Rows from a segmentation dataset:
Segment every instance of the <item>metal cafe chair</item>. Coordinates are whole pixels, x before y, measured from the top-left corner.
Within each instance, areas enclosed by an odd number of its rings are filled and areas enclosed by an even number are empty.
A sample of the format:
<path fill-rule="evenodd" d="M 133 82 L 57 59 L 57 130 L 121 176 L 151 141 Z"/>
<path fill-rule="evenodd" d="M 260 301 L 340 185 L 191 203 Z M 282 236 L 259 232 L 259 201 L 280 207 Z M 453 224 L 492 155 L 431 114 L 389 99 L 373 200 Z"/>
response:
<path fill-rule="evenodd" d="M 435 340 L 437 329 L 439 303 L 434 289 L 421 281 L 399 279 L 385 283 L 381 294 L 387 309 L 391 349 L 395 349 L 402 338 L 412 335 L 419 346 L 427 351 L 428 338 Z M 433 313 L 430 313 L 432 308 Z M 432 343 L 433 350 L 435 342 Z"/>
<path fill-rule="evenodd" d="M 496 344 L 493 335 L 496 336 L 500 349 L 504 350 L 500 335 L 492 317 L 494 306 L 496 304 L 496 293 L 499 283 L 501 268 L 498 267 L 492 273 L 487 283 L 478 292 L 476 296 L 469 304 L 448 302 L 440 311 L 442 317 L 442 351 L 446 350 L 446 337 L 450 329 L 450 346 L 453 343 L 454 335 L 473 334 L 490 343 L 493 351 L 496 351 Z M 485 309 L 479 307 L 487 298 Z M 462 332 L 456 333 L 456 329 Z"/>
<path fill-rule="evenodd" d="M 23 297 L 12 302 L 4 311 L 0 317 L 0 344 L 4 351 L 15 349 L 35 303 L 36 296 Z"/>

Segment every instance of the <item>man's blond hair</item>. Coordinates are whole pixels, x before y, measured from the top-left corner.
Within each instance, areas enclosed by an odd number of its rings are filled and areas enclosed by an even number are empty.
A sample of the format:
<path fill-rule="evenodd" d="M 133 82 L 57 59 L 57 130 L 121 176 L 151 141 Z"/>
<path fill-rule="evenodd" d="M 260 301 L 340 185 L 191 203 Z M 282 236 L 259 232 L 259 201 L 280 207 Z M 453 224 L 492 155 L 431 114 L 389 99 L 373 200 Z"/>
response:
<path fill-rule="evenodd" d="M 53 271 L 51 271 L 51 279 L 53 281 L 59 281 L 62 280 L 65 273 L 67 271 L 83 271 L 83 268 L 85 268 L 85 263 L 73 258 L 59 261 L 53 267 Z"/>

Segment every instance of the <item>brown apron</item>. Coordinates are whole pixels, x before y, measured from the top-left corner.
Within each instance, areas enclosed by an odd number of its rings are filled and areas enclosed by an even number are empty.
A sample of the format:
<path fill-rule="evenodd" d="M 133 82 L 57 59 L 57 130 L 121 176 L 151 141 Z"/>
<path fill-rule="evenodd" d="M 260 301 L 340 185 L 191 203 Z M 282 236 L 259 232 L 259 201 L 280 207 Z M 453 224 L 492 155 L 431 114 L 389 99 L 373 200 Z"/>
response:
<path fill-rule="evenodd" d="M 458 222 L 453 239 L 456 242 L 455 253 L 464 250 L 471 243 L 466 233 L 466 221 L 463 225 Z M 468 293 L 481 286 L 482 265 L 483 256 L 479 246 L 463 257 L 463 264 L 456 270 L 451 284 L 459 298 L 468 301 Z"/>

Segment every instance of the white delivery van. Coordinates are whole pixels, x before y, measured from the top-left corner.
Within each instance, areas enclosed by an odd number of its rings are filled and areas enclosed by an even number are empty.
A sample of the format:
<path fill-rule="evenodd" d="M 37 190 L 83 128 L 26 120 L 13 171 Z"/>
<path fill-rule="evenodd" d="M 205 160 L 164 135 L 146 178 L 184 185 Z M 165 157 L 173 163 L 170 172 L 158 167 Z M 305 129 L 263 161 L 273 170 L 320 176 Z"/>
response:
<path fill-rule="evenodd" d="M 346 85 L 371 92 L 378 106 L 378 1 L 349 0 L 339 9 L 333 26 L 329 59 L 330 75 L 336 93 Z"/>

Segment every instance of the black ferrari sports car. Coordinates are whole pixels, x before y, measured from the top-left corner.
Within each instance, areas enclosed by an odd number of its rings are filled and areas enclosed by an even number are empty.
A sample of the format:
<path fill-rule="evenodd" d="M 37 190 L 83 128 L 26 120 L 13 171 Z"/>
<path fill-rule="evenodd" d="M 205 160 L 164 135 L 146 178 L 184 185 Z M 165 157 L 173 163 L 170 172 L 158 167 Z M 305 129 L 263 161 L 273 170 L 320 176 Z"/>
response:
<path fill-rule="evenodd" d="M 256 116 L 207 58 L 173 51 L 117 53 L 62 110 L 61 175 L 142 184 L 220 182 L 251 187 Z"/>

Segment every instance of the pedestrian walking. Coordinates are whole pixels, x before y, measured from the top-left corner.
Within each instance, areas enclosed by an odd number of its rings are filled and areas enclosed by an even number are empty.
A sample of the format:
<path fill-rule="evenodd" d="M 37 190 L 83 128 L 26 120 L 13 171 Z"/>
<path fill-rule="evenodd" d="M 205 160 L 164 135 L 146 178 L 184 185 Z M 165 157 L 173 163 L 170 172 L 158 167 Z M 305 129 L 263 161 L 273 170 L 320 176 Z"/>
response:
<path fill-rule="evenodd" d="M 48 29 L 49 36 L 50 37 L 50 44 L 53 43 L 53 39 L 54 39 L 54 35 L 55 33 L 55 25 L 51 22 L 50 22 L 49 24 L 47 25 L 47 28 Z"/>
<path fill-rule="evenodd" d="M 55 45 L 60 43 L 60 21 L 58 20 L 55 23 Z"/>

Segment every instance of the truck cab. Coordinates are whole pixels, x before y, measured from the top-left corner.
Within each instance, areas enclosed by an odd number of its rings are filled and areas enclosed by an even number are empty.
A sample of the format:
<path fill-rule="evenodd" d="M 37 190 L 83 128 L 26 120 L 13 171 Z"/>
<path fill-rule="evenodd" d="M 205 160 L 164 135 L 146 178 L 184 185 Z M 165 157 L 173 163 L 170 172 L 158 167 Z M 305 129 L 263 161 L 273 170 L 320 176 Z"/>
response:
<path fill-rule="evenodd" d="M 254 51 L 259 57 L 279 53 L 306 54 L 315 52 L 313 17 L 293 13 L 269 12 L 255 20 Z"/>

Problem: Please rewrite the rows from their start through the line containing "435 340 L 437", requests included, offsetting every coordinate in the answers by -64. The requests and their format samples stay unchanged.

Solution to the problem:
Segment every instance of the <item>metal cafe chair</item>. Coordinates are whole pixels, x before y, measured from the top-left corner.
Within each instance, areas enclosed by an odd number of its rings are filled and areas enclosed by an even number are empty.
A sample of the format:
<path fill-rule="evenodd" d="M 133 82 L 57 59 L 57 130 L 121 176 L 151 141 Z"/>
<path fill-rule="evenodd" d="M 260 301 L 340 185 L 191 203 Z M 282 236 L 259 232 L 259 201 L 280 207 Z M 453 224 L 492 155 L 431 114 L 389 99 L 373 200 Z"/>
response:
<path fill-rule="evenodd" d="M 371 276 L 373 265 L 375 239 L 370 225 L 357 217 L 335 215 L 321 219 L 317 230 L 323 245 L 327 285 L 331 285 L 338 274 L 348 271 L 355 282 L 363 287 L 364 274 Z M 369 249 L 366 249 L 368 244 Z M 368 279 L 369 286 L 371 278 Z"/>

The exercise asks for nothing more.